Count the lines below that contain the string "side", matching case exactly, and reply with only that number.

## START DATA ENTRIES

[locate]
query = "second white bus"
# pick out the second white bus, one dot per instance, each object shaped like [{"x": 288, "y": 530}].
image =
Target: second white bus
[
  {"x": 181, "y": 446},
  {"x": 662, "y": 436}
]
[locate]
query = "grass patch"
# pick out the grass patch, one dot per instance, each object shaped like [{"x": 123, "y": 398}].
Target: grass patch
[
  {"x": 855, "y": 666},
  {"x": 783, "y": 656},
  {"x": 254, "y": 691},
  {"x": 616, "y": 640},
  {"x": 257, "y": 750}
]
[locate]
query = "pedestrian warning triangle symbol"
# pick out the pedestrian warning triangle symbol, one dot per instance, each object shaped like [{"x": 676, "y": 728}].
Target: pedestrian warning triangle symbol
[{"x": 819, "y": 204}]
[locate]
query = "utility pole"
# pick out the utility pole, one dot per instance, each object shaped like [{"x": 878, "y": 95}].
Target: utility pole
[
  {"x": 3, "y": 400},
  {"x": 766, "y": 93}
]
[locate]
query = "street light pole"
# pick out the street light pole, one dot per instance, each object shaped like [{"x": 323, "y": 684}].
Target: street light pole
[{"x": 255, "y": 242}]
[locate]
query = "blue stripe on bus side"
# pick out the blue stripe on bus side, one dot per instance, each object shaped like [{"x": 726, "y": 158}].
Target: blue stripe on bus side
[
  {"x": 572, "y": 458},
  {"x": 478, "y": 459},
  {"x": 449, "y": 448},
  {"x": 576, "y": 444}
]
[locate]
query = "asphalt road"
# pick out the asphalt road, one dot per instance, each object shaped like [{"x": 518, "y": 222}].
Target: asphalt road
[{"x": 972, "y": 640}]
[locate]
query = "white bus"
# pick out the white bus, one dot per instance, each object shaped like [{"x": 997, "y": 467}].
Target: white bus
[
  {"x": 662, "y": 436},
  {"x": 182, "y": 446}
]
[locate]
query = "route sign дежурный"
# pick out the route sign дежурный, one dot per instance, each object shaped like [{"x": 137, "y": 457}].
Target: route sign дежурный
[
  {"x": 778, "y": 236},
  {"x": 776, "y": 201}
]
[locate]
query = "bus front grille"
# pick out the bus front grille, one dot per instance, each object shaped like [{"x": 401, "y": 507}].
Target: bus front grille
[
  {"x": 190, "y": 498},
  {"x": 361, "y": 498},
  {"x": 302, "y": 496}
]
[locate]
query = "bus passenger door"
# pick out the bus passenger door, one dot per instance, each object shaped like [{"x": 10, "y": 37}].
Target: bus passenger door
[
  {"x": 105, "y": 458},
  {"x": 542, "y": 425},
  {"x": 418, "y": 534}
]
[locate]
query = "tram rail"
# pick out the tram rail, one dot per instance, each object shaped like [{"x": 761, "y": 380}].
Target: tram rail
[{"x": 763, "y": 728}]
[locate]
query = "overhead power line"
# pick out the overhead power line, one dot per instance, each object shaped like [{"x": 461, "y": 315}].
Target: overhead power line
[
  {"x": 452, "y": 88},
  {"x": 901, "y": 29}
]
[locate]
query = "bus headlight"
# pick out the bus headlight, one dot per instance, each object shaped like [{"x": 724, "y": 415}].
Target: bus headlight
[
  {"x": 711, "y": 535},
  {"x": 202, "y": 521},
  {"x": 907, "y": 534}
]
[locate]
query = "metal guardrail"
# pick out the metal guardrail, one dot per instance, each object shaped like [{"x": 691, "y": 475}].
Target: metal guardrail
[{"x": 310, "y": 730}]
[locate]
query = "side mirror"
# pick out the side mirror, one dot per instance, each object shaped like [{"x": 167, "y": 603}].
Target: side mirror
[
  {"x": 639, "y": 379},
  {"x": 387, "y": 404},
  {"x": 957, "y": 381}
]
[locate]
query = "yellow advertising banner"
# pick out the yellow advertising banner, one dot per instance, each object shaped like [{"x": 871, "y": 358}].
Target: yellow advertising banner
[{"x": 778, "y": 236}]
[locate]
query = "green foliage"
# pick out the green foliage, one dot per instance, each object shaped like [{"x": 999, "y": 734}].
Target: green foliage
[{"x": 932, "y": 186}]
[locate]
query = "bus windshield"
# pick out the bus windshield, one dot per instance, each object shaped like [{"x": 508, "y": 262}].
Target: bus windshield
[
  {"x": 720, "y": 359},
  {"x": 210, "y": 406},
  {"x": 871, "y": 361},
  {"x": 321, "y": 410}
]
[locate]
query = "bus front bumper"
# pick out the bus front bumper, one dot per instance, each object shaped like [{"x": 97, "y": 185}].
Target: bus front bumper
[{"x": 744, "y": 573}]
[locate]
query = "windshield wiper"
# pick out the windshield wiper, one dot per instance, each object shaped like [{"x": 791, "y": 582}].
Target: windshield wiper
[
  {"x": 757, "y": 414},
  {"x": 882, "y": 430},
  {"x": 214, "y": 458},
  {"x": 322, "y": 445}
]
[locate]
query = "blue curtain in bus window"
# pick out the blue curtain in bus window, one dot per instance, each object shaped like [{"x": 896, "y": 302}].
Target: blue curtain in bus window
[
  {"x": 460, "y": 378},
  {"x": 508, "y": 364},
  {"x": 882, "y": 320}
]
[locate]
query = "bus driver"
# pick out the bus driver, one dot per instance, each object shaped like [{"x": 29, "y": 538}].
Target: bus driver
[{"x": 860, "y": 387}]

## END DATA ENTRIES

- ANSWER TO THIS EXERCISE
6